━━ DOCUMENT SEGMENT

Brighton Year-Round 2022
Chapel Royal Jane Faulkner and Gary Peacock in Mozart Violin/Piano Concert
Jane Faulkner and Gary Peacock
Genre: Live Music
Venue: Chapel Royal, North Road, Brighton
Festival: Brighton Year-Round
Low Down
Jane Faulkner and Gary Peacock play two Mozart Violin/Piano Sonatas in the Chapel Royal Concert series. No 27 n G, K379, and No. 26 in B flat, K378 – both dating from 1781. In between they play Lili Boulanger’s Nocturne from 1911, one of her earliest works, written at 18. This concert replaced the one advertised.
Review
The English Piano was due to be performed at the Chapel Royal; but owing to Covid only the pianist Gary Peacock could perform, partnering here violinist Jane Faulkner in two Mozart Sonatas framing a Lili Boulanger Nocturne from 1911.
The Mozart sonatas were written back-to-back (if Kochel numbers are anything to go by) in 1781, and here performed in reverse order.

━━━━
━━ RECORDS SUPPLIED

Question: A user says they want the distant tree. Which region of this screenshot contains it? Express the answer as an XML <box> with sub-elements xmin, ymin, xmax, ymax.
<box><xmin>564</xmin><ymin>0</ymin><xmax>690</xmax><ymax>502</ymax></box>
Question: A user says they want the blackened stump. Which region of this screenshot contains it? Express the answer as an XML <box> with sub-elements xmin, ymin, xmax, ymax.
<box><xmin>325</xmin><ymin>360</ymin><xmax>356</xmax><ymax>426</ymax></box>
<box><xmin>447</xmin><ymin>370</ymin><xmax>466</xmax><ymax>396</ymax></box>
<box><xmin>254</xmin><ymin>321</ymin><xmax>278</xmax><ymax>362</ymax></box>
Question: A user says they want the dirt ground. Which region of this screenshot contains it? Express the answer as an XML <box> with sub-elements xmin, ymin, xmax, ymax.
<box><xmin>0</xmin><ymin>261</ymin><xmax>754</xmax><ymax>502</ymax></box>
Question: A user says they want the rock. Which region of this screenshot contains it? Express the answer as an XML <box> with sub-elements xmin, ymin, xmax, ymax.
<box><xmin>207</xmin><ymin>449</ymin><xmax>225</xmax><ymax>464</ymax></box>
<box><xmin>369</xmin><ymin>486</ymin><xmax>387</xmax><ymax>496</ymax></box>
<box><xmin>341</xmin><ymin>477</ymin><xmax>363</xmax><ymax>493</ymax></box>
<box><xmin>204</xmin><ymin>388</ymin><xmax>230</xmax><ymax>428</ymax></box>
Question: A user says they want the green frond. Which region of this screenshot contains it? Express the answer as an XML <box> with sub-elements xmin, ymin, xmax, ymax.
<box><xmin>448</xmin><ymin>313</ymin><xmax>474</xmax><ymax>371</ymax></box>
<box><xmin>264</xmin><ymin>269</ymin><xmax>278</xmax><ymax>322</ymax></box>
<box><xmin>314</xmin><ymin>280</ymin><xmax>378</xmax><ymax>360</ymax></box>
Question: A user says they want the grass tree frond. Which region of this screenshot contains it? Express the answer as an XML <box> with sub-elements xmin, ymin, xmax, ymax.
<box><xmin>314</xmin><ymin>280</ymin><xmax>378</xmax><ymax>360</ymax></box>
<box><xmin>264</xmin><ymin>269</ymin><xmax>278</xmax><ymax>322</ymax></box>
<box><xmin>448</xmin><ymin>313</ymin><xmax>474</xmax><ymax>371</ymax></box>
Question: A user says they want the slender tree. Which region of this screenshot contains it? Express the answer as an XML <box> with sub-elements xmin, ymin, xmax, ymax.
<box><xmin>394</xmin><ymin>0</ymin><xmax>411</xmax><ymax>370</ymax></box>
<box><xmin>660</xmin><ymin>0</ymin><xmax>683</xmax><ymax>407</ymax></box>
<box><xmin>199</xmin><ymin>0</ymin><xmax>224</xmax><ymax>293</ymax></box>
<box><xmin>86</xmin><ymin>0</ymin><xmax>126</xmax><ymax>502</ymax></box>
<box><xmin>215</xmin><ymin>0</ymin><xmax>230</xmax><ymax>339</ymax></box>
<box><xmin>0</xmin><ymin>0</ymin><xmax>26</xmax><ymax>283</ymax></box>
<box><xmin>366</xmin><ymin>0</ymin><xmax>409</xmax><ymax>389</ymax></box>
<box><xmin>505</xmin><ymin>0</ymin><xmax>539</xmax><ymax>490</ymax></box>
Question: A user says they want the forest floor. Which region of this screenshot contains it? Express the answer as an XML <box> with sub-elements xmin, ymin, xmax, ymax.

━━━━

◆ EXERCISE INSTRUCTIONS ◆
According to the concert review, how old was Lili Boulanger when she wrote the Nocturne? The listing isn't needed for what comes next.

◆ ANSWER AREA ◆
She was 18.